Work instructions
A) According to the text on unbelief, who was Abraham Lincoln's law partner in Springfield?
B) Continue the collection of quotations about unbelief from where it ends.

Unbelief

absence (or rejection) of belief, especially religious belief

Unbelief is a lack (or rejection) of belief, especially religious belief, but extending to anything in which belief can be held.

Quotes edit

  • All we have gained then by our unbelief
    Is a life of doubt diversified by faith,
    For one of faith diversified by doubt;
    We called the chessboard white,— we call it black.
  • The fearful Unbelief is unbelief in yourself.
    • Thomas Carlyle, Sartor Resartus (1833–1834), The Everlasting No, Book II, Chapter VII.
  • Fear, fear, she's the mother of violence
Making me tense to watch the way she breed
Fear, she's the mother of violence
You know self-defense is all you need
It's getting hard to breathe
It's getting so hard to believe
To believe in anything at all
  • Unbelief was easier than belief, much less demanding and subtly flattering because the agnostic felt himself to be intellectually superior to the believer. And then unbelief haunted by faith, as she knew by experience, produced a rather pleasant nostalgia.
    • Elizabeth Goudge, The Scent of Water (1963), Ch. XIII.2; "she" is the novel's protagonist, Mary Lindsay.
  • Anti-clericalism and non-belief have their bigots just as orthodoxy does.
  • The trouble is I don't believe my unbelief.
    • Graham Greene, reported in Leopoldo Duran, Graham Greene: An intimate portrait by his closest friend and confidant, translated by Euan Cameron. HarperCollins, 1994, p. 38.
  • Now let it be written in history and on Mr. Lincoln's tombstone: "He died an unbeliever."
    • William H. Herndon, Abraham Lincoln's law partner in Springfield, Abraham Lincoln: The True Story of a Great Life, 1896. Quoted in Freethinkers by Susan Jacoby, 2004.
  • Perhaps unbelievers do not so much reject the religious needs and impulses of the human race as adapt to them in realistic and humanistic terms, replacing the fairy tales of conventional religion with the more intellectually demanding tales, provided by modern science, of natural laws and of the demonstrable, replicable evidence of cause-and-effect relationships.
  • In the relics of the saints the Lord Christ has provided us with saving fountains which in many ways pour out benefactions and gush with fragrant ointment. And let no one disbelieve. For, if by the will of God water poured out of the precipitous living rock in the desert, and for the thirsty Sampson from the jawbone of an ass, is it unbelievable that fragrant ointment should flow from the relics of the martyrs? Certainly not, at least for such as know the power of God and the honor which the saints have from Him.

Available data
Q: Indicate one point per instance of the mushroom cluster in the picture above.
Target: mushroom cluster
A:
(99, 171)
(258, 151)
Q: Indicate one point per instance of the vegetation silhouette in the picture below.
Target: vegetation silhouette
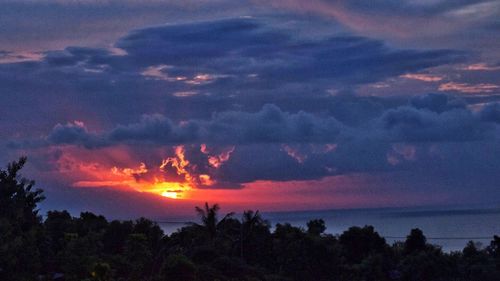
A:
(90, 247)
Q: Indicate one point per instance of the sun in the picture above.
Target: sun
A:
(170, 194)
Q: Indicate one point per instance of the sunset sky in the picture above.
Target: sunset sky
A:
(147, 108)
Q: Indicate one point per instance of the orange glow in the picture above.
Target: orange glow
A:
(174, 177)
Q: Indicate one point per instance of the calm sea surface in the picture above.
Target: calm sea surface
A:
(450, 229)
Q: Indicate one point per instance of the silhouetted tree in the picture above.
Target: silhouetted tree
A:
(20, 225)
(209, 218)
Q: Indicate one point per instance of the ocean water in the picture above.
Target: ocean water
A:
(449, 228)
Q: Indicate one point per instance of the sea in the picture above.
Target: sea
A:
(449, 228)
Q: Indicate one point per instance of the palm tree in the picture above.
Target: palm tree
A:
(249, 222)
(209, 219)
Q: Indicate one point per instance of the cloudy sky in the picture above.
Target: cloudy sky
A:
(147, 108)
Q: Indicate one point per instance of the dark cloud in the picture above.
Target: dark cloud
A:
(269, 125)
(246, 47)
(490, 112)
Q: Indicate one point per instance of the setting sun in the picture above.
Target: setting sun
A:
(170, 194)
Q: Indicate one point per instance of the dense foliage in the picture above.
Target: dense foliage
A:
(90, 247)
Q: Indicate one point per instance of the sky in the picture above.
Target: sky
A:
(148, 108)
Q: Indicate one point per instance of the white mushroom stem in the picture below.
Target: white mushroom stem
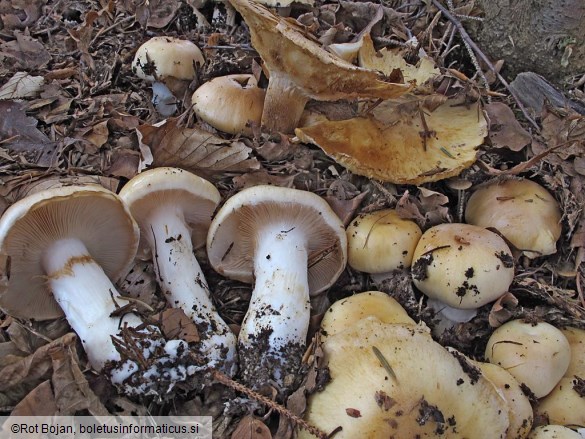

Exercise answers
A) William H. Herndon

B)
  • Alternate translation: Christ gives us the relics of saints as health-giving springs through which flow blessings and healing. This should not be doubted. For if at God’s word water gushed from hard rock in the wilderness-yes, and from an ass’s jawbone when Samson was thirsty -why should it seem incredible that healing medicine should distill from the relics of saints
    • In Relics: The Shroud of Turin, the True Cross, the Blood of Januarius...History, Mysticism, and the Catholic Church, Joan Carroll Cruz, 1984, Our Sunday Visitor, Huntington, Indiana, ISBN 0879737018 ISBN 9780879737016 p. 206. [3]
    • In The Incorruptibles, 1974, 1977, Joan Carroll Cruz, St. Benedict Press & TAN Books, Rockford, Illinois, ISBN 0895550660 ISBN 9780895550668 Introduction, p. 37.
  • There seems to be a terrible misunderstanding on the part of a great many people to the effect that when you cease to believe you may cease to behave.
    • Louis Kronenberger, Company Manners: A Cultural Inquiry into American Life. Indianapolis, IN: Bobbs-Merrill, 1954, p. 14.
  • With most men, unbelief in one thing springs from blind belief in another.
  • There is no stretch in unbelief. Even the unbelief of what is false is no source of might. It is the truth shining from behind that gives the strength to disbelieve.
  • I'm from Missouri; you must show me.
    • Col. Willard D. Vandiver; reported in Hoyt's New Cyclopedia Of Practical Quotations (1922), p. 826, which references Literary Digest (Jan. 28, 1922), p. 42, where origin is discussed at length.